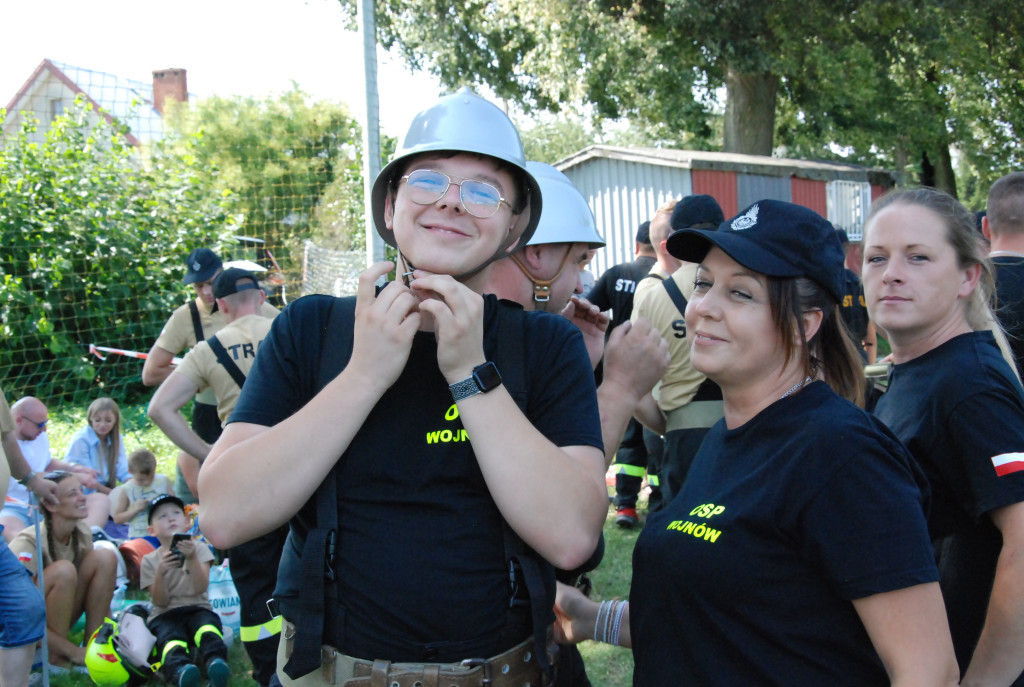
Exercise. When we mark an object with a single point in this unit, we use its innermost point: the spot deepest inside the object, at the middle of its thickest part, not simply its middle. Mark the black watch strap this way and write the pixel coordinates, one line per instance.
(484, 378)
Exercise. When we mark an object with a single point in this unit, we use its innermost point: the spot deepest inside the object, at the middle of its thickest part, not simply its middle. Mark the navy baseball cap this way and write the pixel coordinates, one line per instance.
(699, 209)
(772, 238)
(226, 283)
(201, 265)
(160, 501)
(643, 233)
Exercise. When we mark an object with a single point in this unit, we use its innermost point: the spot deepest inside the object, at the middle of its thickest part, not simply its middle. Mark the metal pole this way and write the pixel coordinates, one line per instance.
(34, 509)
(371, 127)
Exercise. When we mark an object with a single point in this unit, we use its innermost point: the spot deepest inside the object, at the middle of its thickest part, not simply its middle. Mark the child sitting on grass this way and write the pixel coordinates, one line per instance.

* * *

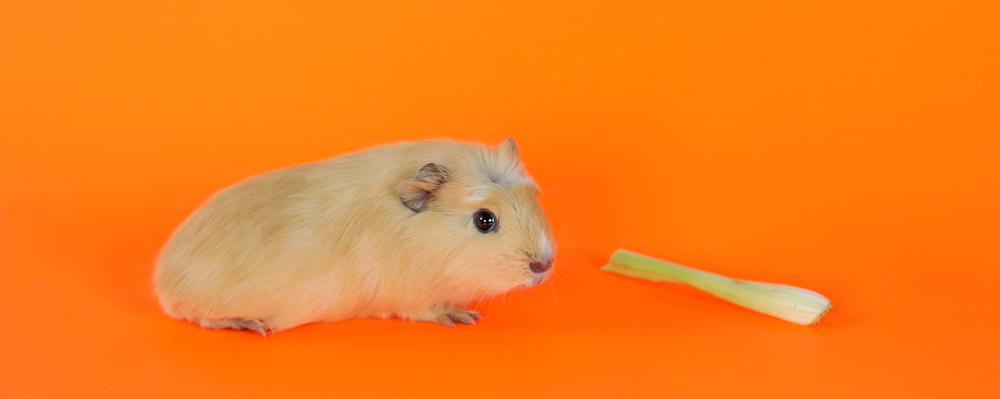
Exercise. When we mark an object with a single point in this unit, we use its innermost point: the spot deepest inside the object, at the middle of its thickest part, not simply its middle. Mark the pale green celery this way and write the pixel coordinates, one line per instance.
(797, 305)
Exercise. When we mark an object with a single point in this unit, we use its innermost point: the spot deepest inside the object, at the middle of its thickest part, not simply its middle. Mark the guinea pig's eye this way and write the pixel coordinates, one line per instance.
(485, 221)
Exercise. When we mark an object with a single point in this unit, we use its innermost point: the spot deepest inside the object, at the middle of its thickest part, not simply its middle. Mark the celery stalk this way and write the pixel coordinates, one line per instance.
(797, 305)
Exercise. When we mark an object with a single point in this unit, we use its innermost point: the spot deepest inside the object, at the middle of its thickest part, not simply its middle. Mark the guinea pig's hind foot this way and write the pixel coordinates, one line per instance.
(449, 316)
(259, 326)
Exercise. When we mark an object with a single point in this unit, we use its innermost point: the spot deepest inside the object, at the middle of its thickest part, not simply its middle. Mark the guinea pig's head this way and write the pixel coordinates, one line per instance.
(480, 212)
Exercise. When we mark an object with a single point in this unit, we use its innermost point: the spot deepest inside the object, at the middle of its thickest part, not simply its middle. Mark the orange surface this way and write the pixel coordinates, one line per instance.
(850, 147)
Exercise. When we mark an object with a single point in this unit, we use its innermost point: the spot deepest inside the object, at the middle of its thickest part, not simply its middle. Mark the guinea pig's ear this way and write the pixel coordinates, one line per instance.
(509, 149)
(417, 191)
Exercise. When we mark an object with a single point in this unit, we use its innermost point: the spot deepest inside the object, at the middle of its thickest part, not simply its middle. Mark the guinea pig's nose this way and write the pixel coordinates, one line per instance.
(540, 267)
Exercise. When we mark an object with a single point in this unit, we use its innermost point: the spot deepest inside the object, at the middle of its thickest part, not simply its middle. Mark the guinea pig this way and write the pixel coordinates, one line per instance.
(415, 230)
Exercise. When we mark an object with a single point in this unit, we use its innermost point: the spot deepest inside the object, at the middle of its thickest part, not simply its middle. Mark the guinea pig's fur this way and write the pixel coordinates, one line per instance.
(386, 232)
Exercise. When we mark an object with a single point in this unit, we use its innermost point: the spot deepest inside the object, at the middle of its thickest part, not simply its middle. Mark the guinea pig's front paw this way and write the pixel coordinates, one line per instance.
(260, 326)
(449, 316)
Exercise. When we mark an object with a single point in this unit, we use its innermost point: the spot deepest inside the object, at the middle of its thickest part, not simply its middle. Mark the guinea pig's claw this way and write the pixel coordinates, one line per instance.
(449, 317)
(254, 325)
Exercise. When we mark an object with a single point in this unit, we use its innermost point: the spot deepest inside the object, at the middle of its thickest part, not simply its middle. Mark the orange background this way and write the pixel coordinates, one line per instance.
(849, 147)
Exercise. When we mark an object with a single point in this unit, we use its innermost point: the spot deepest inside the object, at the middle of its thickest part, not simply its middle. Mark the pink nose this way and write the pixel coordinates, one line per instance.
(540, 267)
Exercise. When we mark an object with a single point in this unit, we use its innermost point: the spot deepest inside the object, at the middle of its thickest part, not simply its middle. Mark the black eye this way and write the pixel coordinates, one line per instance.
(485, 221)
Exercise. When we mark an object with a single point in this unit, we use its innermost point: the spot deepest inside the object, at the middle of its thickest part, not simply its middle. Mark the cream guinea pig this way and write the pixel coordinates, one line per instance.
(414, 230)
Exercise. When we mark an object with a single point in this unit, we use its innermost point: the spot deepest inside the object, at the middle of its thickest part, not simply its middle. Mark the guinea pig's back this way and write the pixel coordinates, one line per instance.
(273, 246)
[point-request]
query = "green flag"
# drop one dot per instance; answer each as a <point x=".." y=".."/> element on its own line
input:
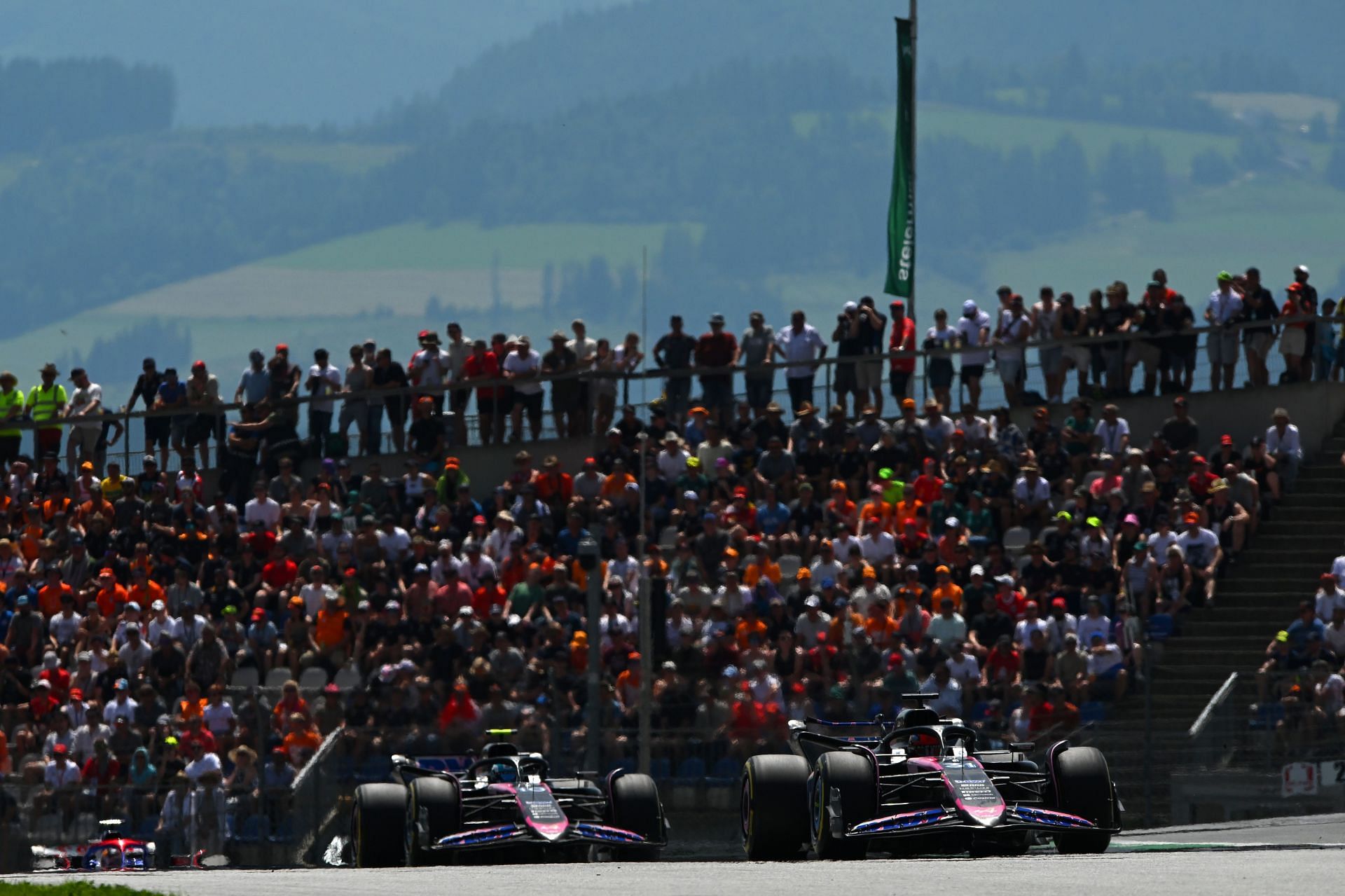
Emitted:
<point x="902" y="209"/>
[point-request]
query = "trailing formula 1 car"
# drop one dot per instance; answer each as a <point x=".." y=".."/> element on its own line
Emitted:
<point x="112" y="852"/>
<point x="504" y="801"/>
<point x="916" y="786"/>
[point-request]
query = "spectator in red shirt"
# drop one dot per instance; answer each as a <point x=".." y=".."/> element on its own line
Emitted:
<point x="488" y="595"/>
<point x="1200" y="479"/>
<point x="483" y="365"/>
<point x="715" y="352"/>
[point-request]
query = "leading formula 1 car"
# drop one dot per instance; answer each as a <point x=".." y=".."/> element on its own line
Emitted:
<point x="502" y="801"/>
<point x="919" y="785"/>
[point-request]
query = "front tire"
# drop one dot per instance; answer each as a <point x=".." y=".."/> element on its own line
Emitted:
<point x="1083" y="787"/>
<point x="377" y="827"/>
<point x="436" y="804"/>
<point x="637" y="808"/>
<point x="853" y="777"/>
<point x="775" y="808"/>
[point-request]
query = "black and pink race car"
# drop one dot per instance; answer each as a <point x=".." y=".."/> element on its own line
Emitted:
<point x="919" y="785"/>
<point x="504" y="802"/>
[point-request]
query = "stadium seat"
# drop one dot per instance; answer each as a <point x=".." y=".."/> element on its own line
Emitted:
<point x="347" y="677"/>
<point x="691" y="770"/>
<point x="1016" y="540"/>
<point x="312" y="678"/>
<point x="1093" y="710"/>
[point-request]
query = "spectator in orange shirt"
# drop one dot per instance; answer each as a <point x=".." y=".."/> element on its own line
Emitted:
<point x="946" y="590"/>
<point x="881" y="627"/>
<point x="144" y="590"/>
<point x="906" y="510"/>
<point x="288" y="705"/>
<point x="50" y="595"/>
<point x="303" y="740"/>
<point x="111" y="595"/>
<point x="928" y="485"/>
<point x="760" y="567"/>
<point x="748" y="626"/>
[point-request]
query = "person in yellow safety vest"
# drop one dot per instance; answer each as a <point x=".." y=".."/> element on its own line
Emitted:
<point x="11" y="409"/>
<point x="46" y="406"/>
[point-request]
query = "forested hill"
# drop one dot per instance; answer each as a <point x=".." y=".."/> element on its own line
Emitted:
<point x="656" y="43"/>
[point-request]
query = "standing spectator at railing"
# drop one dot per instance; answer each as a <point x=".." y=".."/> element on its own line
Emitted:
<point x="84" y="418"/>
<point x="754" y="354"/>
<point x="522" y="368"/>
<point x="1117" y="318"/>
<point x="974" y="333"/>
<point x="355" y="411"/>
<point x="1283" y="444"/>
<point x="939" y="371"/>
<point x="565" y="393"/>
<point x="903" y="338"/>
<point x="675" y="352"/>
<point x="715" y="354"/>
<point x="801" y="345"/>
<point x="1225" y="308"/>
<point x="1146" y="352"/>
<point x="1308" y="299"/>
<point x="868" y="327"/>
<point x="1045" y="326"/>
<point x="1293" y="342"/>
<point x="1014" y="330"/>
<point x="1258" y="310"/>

#### [Task to complete]
In the entries above, find the line holding "Mark the metal" and the line holding "Mark the child"; print both of them and every line between, exactly, and nothing else.

#### [Exercise output]
Exercise. When we mark an object with a single point in this unit, we use its innermost point: the spot deepest inside the object, at the middle of its thickest part, not simply its middle. Mark the metal pole this way and write the pixel coordinates, one line per instance.
(34, 509)
(371, 127)
Exercise. When we mark an object with a single point in this unit, we use its innermost point: the spot deepest inside the object, at the middle of its thickest part, not simply its middle. Mark the child sitting on grass this way and write the pixel coordinates, one line per instance.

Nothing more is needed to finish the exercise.